-- start INPUT RECORDS --

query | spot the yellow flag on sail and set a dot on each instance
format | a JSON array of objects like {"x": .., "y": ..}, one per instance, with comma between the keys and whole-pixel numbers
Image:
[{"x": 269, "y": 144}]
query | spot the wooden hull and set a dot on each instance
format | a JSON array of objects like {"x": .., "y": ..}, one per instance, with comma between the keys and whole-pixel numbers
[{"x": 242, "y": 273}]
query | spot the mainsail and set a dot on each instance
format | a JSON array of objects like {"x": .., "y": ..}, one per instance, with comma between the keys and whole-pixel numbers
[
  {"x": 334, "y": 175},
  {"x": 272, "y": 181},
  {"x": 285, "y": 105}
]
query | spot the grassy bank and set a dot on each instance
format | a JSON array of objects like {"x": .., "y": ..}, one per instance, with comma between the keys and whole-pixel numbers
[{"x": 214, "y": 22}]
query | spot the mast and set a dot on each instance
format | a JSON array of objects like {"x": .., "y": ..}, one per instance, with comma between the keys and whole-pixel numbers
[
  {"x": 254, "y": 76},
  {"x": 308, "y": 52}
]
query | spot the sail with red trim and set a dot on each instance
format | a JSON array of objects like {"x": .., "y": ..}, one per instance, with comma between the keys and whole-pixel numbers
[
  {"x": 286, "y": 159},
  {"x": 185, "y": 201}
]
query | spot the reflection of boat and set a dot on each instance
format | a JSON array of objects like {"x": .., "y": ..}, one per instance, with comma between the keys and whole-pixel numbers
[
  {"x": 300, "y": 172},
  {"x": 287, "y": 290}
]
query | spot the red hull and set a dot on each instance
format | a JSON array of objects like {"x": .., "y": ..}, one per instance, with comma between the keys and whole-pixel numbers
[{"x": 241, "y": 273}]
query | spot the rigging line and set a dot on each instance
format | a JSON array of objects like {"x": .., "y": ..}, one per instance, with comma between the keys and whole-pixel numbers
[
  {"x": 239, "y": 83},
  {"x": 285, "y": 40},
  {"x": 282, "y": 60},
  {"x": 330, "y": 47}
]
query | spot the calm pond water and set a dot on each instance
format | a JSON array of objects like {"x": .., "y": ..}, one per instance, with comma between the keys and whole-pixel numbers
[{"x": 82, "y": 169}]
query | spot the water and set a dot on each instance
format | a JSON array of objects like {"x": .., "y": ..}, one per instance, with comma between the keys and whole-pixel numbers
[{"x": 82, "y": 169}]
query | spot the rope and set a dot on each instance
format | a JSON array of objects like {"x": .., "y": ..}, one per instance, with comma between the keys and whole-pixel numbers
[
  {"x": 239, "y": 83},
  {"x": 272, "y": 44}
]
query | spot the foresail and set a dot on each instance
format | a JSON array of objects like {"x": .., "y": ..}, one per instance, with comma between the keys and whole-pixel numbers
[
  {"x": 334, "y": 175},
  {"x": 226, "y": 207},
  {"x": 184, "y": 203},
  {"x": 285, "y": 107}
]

-- end INPUT RECORDS --

Reproduce the lines above word for word, keeping their order.

=== TASK ANSWER ===
query | spot the yellow flag on sail and set a dot on each instance
format | a JSON array of objects like {"x": .., "y": ..}, one per instance, with comma between the keys and whole-pixel numbers
Image:
[{"x": 269, "y": 144}]
query | spot the wooden hull and set a dot on each instance
format | a JSON array of objects like {"x": .., "y": ..}, one per instance, with comma between the keys and whole-pixel numbers
[{"x": 242, "y": 273}]
query | spot the mainsail and set a dot on each instance
format | a JSON array of objects like {"x": .., "y": ..}, one per instance, with comma between the keys and whole-pixel numbers
[
  {"x": 334, "y": 175},
  {"x": 272, "y": 181},
  {"x": 285, "y": 105}
]
query | spot the grassy bank and set a dot on each instance
format | a JSON array of objects like {"x": .., "y": ..}, one per instance, with comma between the keys and whole-pixel numbers
[{"x": 214, "y": 22}]
query | spot the mast and set a dot on each instance
format | a JSON array of objects like {"x": .., "y": ..}, one per instance, with comma between the keys and whole-pixel numbers
[
  {"x": 254, "y": 76},
  {"x": 308, "y": 52}
]
query | spot the sail with red trim and set a dot on each instance
format | a JSON array of objects like {"x": .., "y": ..}, one per instance, with comma between the keys and whole-pixel numbers
[
  {"x": 286, "y": 159},
  {"x": 185, "y": 201}
]
query | spot the reflection of boat and set a dot on each instance
format | a JSON array of objects like {"x": .., "y": ..}, one per instance, with comma between the keys and whole-pixel numbers
[
  {"x": 300, "y": 172},
  {"x": 287, "y": 290}
]
query | spot the red hull and set a dot on each instance
format | a JSON array of objects like {"x": .., "y": ..}, one per instance, with comma between the keys and whole-pixel numbers
[{"x": 241, "y": 273}]
query | spot the rigging line and set a dot on each instance
format | a JSON array of objects like {"x": .., "y": ..}, one per instance, with comma between the keys and whole-pixel numbers
[
  {"x": 239, "y": 83},
  {"x": 285, "y": 40},
  {"x": 282, "y": 60},
  {"x": 330, "y": 47}
]
query | spot the calm pond water and set a dot on each instance
format | a JSON array of objects like {"x": .., "y": ..}, one per instance, with comma between the keys and whole-pixel numbers
[{"x": 82, "y": 169}]
query | spot the water and set a dot on each instance
format | a JSON array of objects like {"x": .., "y": ..}, one per instance, with comma between the keys and whole-pixel numbers
[{"x": 82, "y": 169}]
query | spot the rope and set a dot on each instance
format | a JSON array of objects like {"x": .., "y": ..}, one per instance, with comma between the keys and whole-pixel numbers
[
  {"x": 239, "y": 83},
  {"x": 272, "y": 44}
]
query | spot the foresail and set a dot on each instance
format | a JSON array of objects like {"x": .., "y": ..}, one per instance, with comma between the keys and whole-pixel numbers
[
  {"x": 334, "y": 175},
  {"x": 226, "y": 207},
  {"x": 184, "y": 203},
  {"x": 285, "y": 107}
]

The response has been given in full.